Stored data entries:
-----

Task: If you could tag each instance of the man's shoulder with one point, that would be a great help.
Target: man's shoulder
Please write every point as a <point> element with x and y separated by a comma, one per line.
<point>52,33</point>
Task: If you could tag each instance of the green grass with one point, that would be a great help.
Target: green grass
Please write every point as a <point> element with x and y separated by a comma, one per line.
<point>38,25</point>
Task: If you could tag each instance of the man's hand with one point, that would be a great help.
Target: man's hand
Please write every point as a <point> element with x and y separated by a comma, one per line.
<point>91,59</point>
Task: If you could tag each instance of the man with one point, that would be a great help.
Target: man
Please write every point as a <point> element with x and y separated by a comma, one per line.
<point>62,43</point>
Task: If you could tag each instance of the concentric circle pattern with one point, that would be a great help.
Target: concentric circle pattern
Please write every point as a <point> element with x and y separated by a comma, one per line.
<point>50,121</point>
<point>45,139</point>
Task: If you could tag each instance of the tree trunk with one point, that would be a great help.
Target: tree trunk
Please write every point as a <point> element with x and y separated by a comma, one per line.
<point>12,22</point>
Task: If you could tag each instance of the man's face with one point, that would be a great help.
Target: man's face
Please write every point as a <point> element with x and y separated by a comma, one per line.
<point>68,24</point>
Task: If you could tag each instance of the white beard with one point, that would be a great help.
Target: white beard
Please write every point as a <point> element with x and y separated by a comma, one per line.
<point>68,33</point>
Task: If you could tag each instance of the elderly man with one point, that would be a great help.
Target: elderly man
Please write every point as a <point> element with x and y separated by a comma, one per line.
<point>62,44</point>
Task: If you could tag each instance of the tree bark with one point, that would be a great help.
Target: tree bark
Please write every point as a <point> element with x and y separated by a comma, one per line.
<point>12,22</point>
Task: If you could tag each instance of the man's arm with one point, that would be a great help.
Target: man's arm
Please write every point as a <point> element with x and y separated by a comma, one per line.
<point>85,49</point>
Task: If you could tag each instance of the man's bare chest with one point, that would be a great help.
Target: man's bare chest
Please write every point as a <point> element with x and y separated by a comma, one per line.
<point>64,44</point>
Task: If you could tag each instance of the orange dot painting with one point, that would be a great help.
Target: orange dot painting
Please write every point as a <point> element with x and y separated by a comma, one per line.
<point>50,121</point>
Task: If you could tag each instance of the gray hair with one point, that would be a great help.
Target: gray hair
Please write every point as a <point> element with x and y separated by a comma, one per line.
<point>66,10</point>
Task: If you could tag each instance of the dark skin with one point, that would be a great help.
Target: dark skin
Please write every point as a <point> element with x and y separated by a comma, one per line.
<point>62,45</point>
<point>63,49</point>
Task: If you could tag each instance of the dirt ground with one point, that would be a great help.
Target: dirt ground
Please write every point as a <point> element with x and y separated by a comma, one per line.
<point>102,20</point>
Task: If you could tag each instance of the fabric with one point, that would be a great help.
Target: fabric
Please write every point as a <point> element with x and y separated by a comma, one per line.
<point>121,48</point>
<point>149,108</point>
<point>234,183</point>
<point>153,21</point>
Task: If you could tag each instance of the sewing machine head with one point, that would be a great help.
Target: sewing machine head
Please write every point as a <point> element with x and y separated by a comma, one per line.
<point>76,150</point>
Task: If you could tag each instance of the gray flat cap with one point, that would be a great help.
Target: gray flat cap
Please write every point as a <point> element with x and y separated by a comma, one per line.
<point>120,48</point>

-----

Nothing is to be left out; every record above must be repeated exactly.

Task: If you could tag each instance of the man's shoulder with one point, that would be a great help.
Target: man's shoulder
Please write every point as a <point> element with x and y separated by a comma, one per line.
<point>52,33</point>
Task: If you could tag each instance of the green grass with one point, that would be a great help.
Target: green grass
Please write every point as a <point> element with x and y separated by a comma, one per line.
<point>38,25</point>
Task: If you could tag each instance of the man's hand with one point, that would be a great help.
Target: man's hand
Please write every point as a <point> element with x and y separated by a comma, one per line.
<point>91,59</point>
Task: If you could tag each instance of the man with one point, that would be a great help.
Target: man
Please write every point as a <point> element with x and y separated by a comma, one per line.
<point>62,43</point>
Task: If you could tag each instance of the concentric circle pattern with one point, that would be a great help.
Target: concentric circle pattern
Please write every point as a <point> element with x and y separated by a comma, one per line.
<point>50,121</point>
<point>45,139</point>
Task: If you could tag each instance of the tree trunk with one point, that would be a great help.
Target: tree trunk
Please write every point as a <point> element with x and y separated by a comma, one per line.
<point>12,22</point>
Task: If you could tag each instance of the man's face with one point, that would be a great help.
Target: man's face
Please write every point as a <point> element with x and y separated by a comma, one per line.
<point>68,24</point>
Task: If you could tag each instance of the white beard with one point, that would be a great help.
Target: white beard
Please write every point as a <point> element with x and y separated by a comma, one per line.
<point>68,33</point>
Task: If you could tag each instance of the elderly man with one point, that would be a great help.
Target: elderly man
Please write every point as a <point> element with x and y separated by a comma, one per line.
<point>62,44</point>
Task: If you could tag each instance of the tree bark with one point, that would be a great help.
Target: tree bark
Please write every point as a <point> element with x and y separated by a comma, one per line.
<point>12,22</point>
Task: If you could tag each instance of the man's arm with one point, that would be a great help.
Target: man's arm
Please write every point as a <point> element with x and y separated by a comma, one per line.
<point>85,49</point>
Task: If you could tag each instance of the man's bare chest with one point, that would be a great help.
Target: man's bare chest
Please write every point as a <point> element with x and y separated by a comma, one per line.
<point>64,44</point>
Task: If you could tag each instance of the orange dot painting with one point, that would be a great help.
Target: orange dot painting
Please write every point as a <point> element with x and y separated by a comma, one per line.
<point>50,121</point>
Task: If you could tag each instance of the gray hair with one point, that would be a great help.
Target: gray hair
Please write every point as a <point> element with x and y separated by a comma, one per line.
<point>66,10</point>
Task: If you could tag each instance of the dark skin with one point, that would be a great help.
Target: dark skin
Please write every point as a <point> element with x and y separated by a comma, one per line.
<point>62,45</point>
<point>63,49</point>
Task: If you could tag each instance of the dirt ground with one point, that would be a great help.
Target: dirt ground
Please write every point as a <point> element with x and y separated by a comma, one per line.
<point>102,20</point>
Task: If you could tag each instance of the fabric with one point, that would be a great help.
Target: fabric
Please write every point as a <point> element with x and y separated by a comma, one per line.
<point>121,48</point>
<point>149,108</point>
<point>234,183</point>
<point>153,21</point>
Task: If you could tag each instance of the sewing machine head with one point, that would be a great help.
Target: sewing machine head
Please write every point as a <point> element with x and y separated by a comma, one per line.
<point>76,150</point>
Task: If you could tag each instance of the gray flat cap with one point, that would be a great help.
Target: gray flat cap
Please write every point as a <point> element with x and y separated by a comma, one per line.
<point>120,48</point>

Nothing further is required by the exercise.